Short problem 1
Copy out every line of the outline records below, requests included, and increase each polygon coordinate in their answer entries by 109. Leave the numbers in the requests and their format samples unchanged.

Selected passage
-*-*-

Calanus, the Hindu Gymnosophist, had followed the army the whole way from the Punjab. He had never felt ill before, but the Persian climate had weakened him, and at the age of seventy-three he told Alexander that he preferred to die rather than be an invalid. Alexander argued with him, but the fakir insisted on a funeral pyre being built, a job which was entrusted to Ptolemy. At the head of a long procession, Calanus was borne in a litter to his deathbed, 'crowned with garlands in the Indian style and singing hymns in the Indian language'. Gold cups and blankets were strewn on the pyre to welcome him, but he gave them away to his followers: he climbed on to the pyre and reclined in full view of the army. Alexander 'did not like to see this happening to a friend', and the rest of the audience 'were amazed that he did not flinch at all in the flames'. Bugles sounded, as the pyre began to blaze; the army raised their war-cry and the elephants trumpeted shrilly as if for battle. 'Bodies you can move from one place to another,' Calanus was said to have written to Alexander, 'but souls you cannot compel, any more than you can force bricks and stones to talk.'
The sequel was conveniently forgotten: in Calanus's honour, Alexander held games and a musical festival and a 'drinking match in unmixed wine', said his master of ceremonies. because the Indians were so fond of it. The money prizes were huge, but of the drinkers, thirty-five died immediately from a chill, while another six lingered briefly on in their tents. The winner downed three gallons, but even he died after four days.
This monstrous debauch, willingly supported by the drinkers, is a valuable reminder of life in Alexander's entourage: it was almost a prefiguration of the tragedies of the coming year.
One unfortunate festival did not deter Alexander from an even grander sequel. Since the desert, the amusements of court life had been rightly and properly increased; on entering Susa, word went round that there were to be midsummer weddings. In the absence of Macedonian noblewomen, the officers had not enjoyed such a family occasion for the past ten years, and details of the brides must have been eagerly awaited. When the announcement was made, there was cause for astonishment: the bridegrooms were Alexander himself and the Macedonian court Companions and the brides were well-born Iranian ladies.

-*-*-

Short problem 2
Using the passage about Calanus, tell whether each statement agrees with it: (a) Calanus was seventy-three when he told Alexander he would rather die; (b) Calanus kept the gold cups and blankets strewn on the pyre; (c) the winner of the drinking match survived it. Answer yes or no for each and quote the deciding words.

-*-*-

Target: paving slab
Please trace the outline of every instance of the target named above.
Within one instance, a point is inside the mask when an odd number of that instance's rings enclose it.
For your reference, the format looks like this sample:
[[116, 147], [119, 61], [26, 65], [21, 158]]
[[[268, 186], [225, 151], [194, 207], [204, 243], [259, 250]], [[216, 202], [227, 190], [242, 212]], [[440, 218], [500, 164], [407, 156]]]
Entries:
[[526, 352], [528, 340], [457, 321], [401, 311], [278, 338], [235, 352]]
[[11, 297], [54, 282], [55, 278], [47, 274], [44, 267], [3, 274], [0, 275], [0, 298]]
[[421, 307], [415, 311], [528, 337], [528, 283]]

-*-*-

Result 1
Target: paving slab
Please trace the outline of every instance of the target named above.
Within one instance, a point is inside the mask when an odd number of that instance's rings enclose it.
For your reference, the format looks like this sample:
[[116, 147], [119, 61], [26, 65], [21, 158]]
[[[268, 186], [225, 151], [194, 207], [204, 243], [259, 250]], [[216, 202], [227, 190], [242, 212]], [[440, 218], [500, 164], [407, 156]]]
Entries:
[[635, 461], [637, 449], [566, 430], [510, 420], [387, 447], [344, 461]]
[[120, 406], [163, 391], [164, 387], [156, 383], [153, 376], [112, 383], [109, 384], [109, 407]]
[[530, 416], [524, 420], [637, 446], [637, 392]]

Result 2
(a) Yes: "at the age of seventy-three he told Alexander that he preferred to die rather than be an invalid"
(b) No: "he gave them away to his followers"
(c) No: "The winner downed three gallons, but even he died after four days."